* Records
- - - -

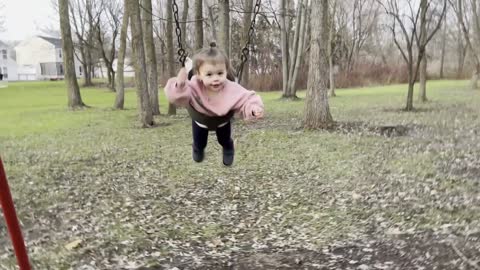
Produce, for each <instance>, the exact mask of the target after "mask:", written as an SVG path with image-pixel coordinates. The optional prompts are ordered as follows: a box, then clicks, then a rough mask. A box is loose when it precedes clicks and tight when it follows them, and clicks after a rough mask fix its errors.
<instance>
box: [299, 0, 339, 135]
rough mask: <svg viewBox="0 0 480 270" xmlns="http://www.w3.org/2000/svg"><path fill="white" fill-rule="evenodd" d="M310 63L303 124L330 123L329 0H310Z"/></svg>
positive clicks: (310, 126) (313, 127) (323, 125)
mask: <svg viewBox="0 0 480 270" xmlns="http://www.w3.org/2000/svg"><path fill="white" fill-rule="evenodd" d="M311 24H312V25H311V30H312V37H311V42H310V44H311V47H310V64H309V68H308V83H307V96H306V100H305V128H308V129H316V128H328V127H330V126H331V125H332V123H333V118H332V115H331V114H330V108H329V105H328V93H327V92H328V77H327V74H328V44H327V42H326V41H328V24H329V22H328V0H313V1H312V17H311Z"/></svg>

- - - -

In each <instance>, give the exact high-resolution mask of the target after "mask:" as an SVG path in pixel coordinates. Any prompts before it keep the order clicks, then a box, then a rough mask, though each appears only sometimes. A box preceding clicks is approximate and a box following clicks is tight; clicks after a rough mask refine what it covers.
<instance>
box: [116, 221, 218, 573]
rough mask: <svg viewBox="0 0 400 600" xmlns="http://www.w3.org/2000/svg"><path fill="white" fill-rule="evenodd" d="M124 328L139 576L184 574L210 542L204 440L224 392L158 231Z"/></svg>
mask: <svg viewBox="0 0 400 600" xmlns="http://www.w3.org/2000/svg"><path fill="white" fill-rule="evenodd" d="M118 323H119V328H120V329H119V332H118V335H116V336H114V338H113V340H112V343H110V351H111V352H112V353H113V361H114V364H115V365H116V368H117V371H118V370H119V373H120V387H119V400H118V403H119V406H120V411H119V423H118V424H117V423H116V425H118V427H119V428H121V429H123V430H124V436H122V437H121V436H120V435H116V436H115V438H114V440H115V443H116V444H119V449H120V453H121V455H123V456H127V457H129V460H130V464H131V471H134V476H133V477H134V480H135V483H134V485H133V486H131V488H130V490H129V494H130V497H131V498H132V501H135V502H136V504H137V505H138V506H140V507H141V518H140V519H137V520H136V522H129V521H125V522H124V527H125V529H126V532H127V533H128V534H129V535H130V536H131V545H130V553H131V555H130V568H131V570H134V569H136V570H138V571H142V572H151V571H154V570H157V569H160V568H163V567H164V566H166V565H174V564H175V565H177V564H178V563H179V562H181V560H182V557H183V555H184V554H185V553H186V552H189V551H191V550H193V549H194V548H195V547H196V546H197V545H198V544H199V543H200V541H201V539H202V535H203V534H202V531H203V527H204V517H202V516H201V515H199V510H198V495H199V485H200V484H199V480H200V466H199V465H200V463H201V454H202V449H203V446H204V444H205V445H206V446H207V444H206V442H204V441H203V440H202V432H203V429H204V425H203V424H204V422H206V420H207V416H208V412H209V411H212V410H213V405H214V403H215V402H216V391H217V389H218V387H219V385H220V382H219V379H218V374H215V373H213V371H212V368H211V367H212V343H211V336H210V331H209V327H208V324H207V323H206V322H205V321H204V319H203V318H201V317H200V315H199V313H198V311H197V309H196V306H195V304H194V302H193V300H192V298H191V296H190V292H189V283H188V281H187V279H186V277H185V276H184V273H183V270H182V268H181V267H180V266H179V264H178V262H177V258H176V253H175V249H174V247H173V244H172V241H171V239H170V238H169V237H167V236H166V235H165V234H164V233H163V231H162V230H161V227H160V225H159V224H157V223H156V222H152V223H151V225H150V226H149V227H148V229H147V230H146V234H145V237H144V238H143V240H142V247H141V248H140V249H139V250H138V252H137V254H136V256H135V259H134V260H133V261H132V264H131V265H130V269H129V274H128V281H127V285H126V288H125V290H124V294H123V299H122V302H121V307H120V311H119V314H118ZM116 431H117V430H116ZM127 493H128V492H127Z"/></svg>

- - - -

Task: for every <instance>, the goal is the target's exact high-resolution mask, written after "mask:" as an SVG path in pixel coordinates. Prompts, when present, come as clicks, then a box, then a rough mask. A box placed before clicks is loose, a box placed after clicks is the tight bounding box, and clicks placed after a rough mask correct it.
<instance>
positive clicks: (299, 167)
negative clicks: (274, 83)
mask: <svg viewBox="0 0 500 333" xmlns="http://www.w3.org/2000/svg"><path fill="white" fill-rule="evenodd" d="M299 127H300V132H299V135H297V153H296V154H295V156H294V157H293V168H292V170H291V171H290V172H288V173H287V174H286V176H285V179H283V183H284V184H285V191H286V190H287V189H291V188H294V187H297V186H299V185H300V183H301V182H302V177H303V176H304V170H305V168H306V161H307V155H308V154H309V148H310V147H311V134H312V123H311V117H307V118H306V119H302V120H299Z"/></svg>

- - - -

* What you will do
How many lines in the entries contain the string "coordinates"? Give the number only.

* Answer box
3